Una investigación multicéntrica en EE.UU. constata mediante pruebas objetivas que incluso quienes creen haber recuperado el sentido podrían presentar un deterioro significativo.
La sospecha de que el sentido del olfato no volvió a ser el mismo tras superar la COVID-19 tiene ahora un respaldo científico sólido. Un estudio publicado en 'JAMA Network Open', confirma que la disfunción olfativa es una secuela persistente y, lo que es más importante, a menudo no es identificada por los propios afectados.
La investigación, la más grande en utilizar una prueba clínica estandarizada para medir este efecto a largo plazo, analizó a 3.535 personas y descubrió una discordancia alarmante entre lo que los pacientes reportan y lo que las pruebas objetivas detectan.
Entre los participantes que sí notaron un cambio en su olfato después de la COVID-19, un 80% obtuvo puntuaciones bajas en la prueba realizada alrededor de dos años después. Dentro de este grupo, el 23% sufrió un deterioro grave o una pérdida total.

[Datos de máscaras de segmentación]

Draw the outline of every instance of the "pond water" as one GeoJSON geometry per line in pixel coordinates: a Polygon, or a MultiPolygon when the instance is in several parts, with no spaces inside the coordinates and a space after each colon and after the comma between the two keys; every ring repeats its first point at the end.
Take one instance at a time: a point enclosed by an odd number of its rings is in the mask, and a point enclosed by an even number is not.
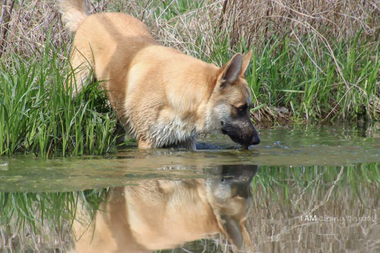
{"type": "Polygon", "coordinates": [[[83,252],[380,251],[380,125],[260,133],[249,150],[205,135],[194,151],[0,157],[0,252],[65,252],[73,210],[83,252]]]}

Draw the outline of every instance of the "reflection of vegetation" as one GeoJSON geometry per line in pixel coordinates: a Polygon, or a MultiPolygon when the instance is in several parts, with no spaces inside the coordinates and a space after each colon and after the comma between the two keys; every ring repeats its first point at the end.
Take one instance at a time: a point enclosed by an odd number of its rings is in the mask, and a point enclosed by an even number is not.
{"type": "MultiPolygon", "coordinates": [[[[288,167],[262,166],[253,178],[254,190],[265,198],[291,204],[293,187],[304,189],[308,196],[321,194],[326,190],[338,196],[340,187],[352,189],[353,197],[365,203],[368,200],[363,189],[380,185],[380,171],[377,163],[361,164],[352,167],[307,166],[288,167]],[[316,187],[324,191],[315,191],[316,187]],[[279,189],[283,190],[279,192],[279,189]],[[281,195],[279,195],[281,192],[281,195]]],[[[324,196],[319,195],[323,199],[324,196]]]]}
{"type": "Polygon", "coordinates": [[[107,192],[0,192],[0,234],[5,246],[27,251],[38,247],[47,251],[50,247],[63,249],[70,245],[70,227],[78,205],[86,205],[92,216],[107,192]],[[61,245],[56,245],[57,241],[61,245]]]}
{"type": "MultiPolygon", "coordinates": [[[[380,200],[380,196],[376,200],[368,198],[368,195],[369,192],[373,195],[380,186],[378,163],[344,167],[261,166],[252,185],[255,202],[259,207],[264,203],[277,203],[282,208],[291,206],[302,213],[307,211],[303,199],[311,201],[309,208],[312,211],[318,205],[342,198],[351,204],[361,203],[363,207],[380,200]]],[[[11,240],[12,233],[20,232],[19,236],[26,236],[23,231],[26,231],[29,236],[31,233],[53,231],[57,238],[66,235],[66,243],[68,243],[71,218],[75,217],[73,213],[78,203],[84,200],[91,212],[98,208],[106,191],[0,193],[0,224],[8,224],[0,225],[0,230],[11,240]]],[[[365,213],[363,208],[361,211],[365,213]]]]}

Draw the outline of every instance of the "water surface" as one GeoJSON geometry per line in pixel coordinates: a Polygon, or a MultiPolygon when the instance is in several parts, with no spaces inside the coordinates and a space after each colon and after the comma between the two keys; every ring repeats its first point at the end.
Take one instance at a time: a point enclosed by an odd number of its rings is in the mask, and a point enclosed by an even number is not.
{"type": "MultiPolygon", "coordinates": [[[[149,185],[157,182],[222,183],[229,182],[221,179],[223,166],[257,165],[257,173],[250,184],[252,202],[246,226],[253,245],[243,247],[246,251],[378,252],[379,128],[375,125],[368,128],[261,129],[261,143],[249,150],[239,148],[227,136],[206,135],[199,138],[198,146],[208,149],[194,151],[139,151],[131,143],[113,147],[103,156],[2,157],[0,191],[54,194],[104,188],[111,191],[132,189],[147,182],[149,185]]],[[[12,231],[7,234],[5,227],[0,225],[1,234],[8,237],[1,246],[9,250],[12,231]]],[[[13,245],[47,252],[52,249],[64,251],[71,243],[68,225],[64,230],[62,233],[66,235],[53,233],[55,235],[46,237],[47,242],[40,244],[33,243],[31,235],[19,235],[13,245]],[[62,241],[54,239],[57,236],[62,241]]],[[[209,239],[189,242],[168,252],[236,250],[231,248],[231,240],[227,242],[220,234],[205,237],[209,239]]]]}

LA TAREA |
Responde estas preguntas según el pasaje citado:
(a) ¿En qué revista salió publicado el estudio?
(b) ¿Cuántas personas analizó la investigación?
(c) De los participantes que notaron un cambio en su olfato, ¿qué porcentaje sacó puntuaciones bajas en la prueba?

RESULTADO |
(a) En 'JAMA Network Open'.
(b) 3.535 personas.
(c) Un 80%.